» **Extrait à lire**
30 decembre 2019Paru dans le N°427
à la page 141 ( mots)
Rédigé par : Christophe BOUCHET de EDITIONS JOHANET
On l’imaginait placide et sans danger. L’histoire sédimentaire du plus grand lac d’Europe occidentale livre un portrait finalement assez différent. Périodiquement sujet à de brutales sautes d’humeur, l’histoire du lac Léman montre que les tsunamis en milieu lacustre constituent un risque géologique majeur à ne pas sous-estimer. Plongée dans les eaux d’un lac pas si tranquille, qui a connu pas moins de six tsunamis en 3.500 ans. Et qui en connaîtra encore, selon certains scientifiques…
Nous sommes au printemps 2010. Trois limno-géologues de l’Université de Genève embarquent pour cinq jours à bord de « La Licorne », le bateau amiral du département des sciences de l’environnement de l’université de Genève. L’objectif ? Réaliser des campagnes d’échantillonnage sur le lac Léman pour en sonder les sédiments et rechercher les traces de crues anciennes. Une campagne somme toute assez classique qui ne doit pas poser de problèmes particuliers.

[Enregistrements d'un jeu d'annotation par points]
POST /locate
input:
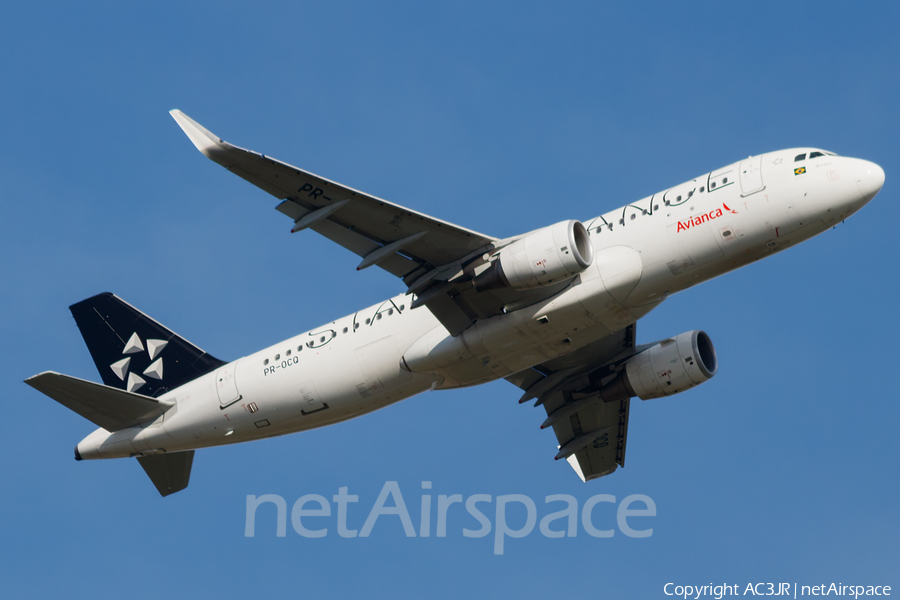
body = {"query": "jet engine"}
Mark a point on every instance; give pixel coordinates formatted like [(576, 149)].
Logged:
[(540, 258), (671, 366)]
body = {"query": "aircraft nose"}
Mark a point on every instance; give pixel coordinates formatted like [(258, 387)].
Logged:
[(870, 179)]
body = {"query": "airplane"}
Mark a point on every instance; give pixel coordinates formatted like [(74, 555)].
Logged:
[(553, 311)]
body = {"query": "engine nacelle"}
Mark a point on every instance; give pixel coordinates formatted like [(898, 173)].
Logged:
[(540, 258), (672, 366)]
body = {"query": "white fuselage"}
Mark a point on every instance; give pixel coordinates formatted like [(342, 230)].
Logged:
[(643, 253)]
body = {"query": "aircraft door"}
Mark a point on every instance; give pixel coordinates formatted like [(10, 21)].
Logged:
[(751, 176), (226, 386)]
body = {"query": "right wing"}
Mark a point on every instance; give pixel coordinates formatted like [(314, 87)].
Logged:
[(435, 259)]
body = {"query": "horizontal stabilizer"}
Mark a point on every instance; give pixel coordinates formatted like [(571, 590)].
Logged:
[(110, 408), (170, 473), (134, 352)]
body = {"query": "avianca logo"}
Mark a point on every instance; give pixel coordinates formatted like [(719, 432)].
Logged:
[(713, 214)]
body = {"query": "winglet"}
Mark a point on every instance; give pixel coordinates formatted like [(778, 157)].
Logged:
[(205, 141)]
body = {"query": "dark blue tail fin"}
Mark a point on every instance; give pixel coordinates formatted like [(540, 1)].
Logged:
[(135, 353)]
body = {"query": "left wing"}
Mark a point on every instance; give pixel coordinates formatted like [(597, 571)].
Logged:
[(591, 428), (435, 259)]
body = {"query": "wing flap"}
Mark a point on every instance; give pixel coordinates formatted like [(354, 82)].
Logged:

» **Exercices à traiter**
- A) Dans l'article sur le lac Léman, condensez le paragraphe qui commence par « Nous sommes au printemps 2010 » en conservant ses faits principaux.
- B) D'après l'article sur le lac Léman, combien de tsunamis le lac a-t-il connus en 3.500 ans ?
- C) Prolongez l'article sur le lac Léman à partir de sa dernière phrase.
Ces enregistrements constituent une matière distincte de l'article.

» **Les réponses**
- A) Au printemps 2010, trois limno-géologues de l'Université de Genève passent cinq jours à bord de « La Licorne », le bateau amiral du département des sciences de l'environnement. Ils mènent une campagne d'échantillonnage des sédiments du lac Léman pour y rechercher des traces de crues anciennes. Cette campagne est jugée assez classique.

- B) Le lac en a connu pas moins de six.

- C)
Mais dès les premiers relevés, c’est la stupéfaction. Les limno-géologues détectent au milieu du lac et par 300 mètres de fond une gigantesque couche de sédiments gisant sur plusieurs kilomètres carrés. Le volume de cette couche est évalué, au minimum, à 250 millions de mètres cubes, l’équivalent de ce que pourrait contenir une benne de près de 1.000 mètres de large sur 250 mètres de hauteur !
D’où vient cette masse gigantesque et comment est-elle arrivée là ? Pour le savoir, les limno-géologues effectuent plusieurs carottages. Rapidement, une datation au carbone 14 des échantillons récupérés livre un premier résultat : les sédiments analysés indiquent une fourchette temporelle allant de 381 à 612 après J.-C.
Aussitôt, nos chercheurs se mettent à la recherche d’un événement susceptible d’expliquer le phénomène observé. Ils tombent sur le récit d’une catastrophe survenue au début du Moyen-Âge, en l’an 563, la catastrophe du Tauredunum, un village situé dans le Valais Suisse.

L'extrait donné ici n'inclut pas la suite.